PROBLEM:
Each entry should be quoted word for word, including every mark of punctuation.

(Coordinate annotation records)
┄┄┄┄┄┄┄┄┄┄
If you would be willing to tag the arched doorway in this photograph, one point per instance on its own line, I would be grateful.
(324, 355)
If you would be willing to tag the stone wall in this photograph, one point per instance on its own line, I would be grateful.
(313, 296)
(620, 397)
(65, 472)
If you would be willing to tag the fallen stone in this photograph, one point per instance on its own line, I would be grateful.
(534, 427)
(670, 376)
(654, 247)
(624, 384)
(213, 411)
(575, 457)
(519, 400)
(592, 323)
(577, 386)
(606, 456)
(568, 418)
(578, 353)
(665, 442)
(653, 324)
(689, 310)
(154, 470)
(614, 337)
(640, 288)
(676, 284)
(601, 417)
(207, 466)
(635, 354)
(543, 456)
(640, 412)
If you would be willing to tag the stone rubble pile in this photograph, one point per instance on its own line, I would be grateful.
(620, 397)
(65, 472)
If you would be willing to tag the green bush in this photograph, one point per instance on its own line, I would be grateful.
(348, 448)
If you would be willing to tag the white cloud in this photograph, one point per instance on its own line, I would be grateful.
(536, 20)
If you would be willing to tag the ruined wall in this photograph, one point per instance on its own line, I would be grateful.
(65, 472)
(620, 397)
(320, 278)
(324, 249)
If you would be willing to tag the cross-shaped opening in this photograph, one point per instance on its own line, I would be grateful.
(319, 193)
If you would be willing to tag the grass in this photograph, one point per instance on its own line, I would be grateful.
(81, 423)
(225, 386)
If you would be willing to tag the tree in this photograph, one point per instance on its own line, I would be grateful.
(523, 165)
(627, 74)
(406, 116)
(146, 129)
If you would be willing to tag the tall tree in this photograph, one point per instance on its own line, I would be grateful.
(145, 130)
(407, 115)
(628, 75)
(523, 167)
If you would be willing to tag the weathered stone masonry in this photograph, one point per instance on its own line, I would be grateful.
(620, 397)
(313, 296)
┄┄┄┄┄┄┄┄┄┄
RESULT FOR THIS TASK:
If you would be willing to tag the arched doorway in this photograph, one point per instance on its own line, I would be grateful.
(324, 355)
If you would be willing to tag the stone wall in this photograph, one point per instance on its own line, I would be grateful.
(313, 296)
(620, 397)
(65, 472)
If you would be willing to tag the fallen stone in this photograph, one point per instance on its own line, I would be grateful.
(534, 427)
(670, 376)
(654, 247)
(624, 384)
(213, 411)
(575, 457)
(519, 400)
(592, 323)
(577, 386)
(606, 456)
(568, 418)
(578, 353)
(665, 442)
(653, 324)
(689, 310)
(154, 470)
(614, 337)
(640, 288)
(676, 284)
(601, 417)
(207, 466)
(635, 354)
(543, 456)
(640, 412)
If you would be willing to tag the stone rubble pile in this photograph, one point per instance on its own line, I would be grateful.
(620, 397)
(65, 472)
If you would be willing to tag the green bush in this photograph, one point per instance on its own line, I would be grateful.
(348, 448)
If you would be willing to tag the white cloud in this photograph, one point per instance on its own line, I would be grateful.
(536, 20)
If you would be willing to tag the ruined wall in this photograph, one point per instance on its own line, I would be grateful.
(65, 472)
(620, 397)
(320, 278)
(324, 249)
If you would be willing to tag the cross-shaped opening in this photograph, one point per instance on its own line, I would be grateful.
(319, 193)
If you would be willing to tag the grass in this photograph, one point per instance on its own line, I would be grateful.
(81, 423)
(225, 386)
If you would be willing to tag the tree in this photograph, one point per instance on its own line, I would be grateful.
(523, 165)
(627, 74)
(406, 116)
(146, 129)
If you would be willing to tag the tall tree in this photograph, one point per instance on its own line, I would be grateful.
(145, 130)
(407, 115)
(628, 75)
(523, 167)
If you would be willing to tag the weathered stone masonry in this photograph, one point per instance on its own line, I would be grateful.
(620, 397)
(313, 296)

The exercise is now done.